Copy out all the records below, swapping "pick out" for "locate" wherever it occurs and changing nothing else. Omit the pictures.

***** Material

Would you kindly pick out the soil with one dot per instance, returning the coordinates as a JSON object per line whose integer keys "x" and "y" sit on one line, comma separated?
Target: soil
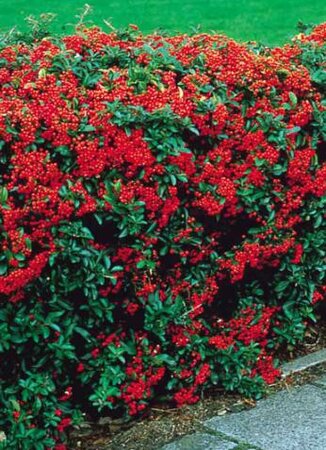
{"x": 163, "y": 424}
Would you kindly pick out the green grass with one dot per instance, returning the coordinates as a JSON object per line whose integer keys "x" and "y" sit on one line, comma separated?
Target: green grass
{"x": 268, "y": 21}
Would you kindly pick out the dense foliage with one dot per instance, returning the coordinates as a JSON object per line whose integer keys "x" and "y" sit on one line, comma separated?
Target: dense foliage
{"x": 162, "y": 206}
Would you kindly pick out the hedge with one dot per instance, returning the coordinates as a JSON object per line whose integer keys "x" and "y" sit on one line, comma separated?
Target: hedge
{"x": 162, "y": 211}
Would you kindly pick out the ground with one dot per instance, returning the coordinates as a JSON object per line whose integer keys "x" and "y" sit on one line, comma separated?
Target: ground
{"x": 163, "y": 424}
{"x": 269, "y": 21}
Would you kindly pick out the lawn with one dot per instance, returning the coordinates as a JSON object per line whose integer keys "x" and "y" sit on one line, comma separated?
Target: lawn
{"x": 269, "y": 21}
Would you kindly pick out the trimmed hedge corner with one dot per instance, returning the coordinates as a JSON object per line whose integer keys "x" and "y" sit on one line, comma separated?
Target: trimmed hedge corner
{"x": 162, "y": 205}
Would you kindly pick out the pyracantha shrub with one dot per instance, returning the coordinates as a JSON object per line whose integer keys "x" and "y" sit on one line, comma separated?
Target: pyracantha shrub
{"x": 162, "y": 220}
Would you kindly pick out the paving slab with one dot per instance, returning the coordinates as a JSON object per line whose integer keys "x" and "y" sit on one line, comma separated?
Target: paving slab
{"x": 200, "y": 441}
{"x": 287, "y": 420}
{"x": 304, "y": 362}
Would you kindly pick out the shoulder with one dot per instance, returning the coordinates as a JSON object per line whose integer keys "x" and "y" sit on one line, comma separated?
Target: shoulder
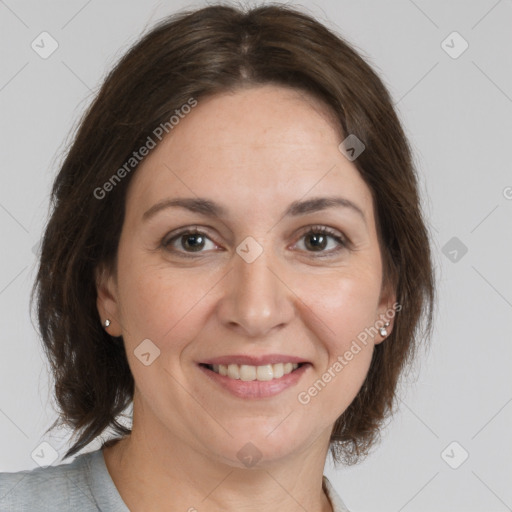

**********

> _Task output_:
Would you kindly locate the soil with one dot per instance, returning the coordinates as a JSON object per line whose integer keys "x" and "y" sit on one line, comma separated?
Target: soil
{"x": 163, "y": 424}
Would you kindly locate the green grass with one dot per instance, returning the coordinates as a JSON object per line whose integer keys "x" and "y" sit on one line, comma separated?
Target: green grass
{"x": 268, "y": 21}
Would you kindly locate the dense foliage with one dot per instance, returning the coordinates as a JSON object per line whose integer keys "x" and "y" sit on one line, comma separated?
Target: dense foliage
{"x": 162, "y": 206}
Would you kindly locate the hedge with one dot per instance, returning the coordinates as a JSON object per line whose integer keys "x" and "y" sit on one line, comma separated?
Target: hedge
{"x": 162, "y": 211}
Would you kindly locate the ground with one dot per instance, returning the coordinates as a JSON object per line whose integer keys "x" and "y" sit on one line, comma separated?
Target: ground
{"x": 163, "y": 424}
{"x": 269, "y": 21}
Would you kindly locate the lawn with one dot per instance, returning the coordinates as a JSON object per line whose integer keys "x" and "y" sit on one line, comma separated?
Target: lawn
{"x": 269, "y": 21}
Would you kindly locate the trimmed hedge corner with one dot per instance, returning the coordinates as a JSON object per line whose integer keys "x" and "y" sit on one line, comma separated?
Target: trimmed hedge corner
{"x": 162, "y": 205}
Would you kindly locate the pyracantha shrub with one dot per instance, returning the coordinates as a JSON object per line whose integer keys "x" and "y" sit on one line, comma separated?
Target: pyracantha shrub
{"x": 162, "y": 220}
Would you kindly locate the paving slab with one dot per instance, returning the coordinates as a JSON object per line whose integer keys "x" and "y" sit on one line, comma separated?
Target: paving slab
{"x": 200, "y": 441}
{"x": 287, "y": 420}
{"x": 304, "y": 362}
Would you kindly locate the shoulder with one dot per instance, returning the coordinates as a JSON object per line whose integer keys "x" and "y" sit on one line, comma separated?
Target: shoulder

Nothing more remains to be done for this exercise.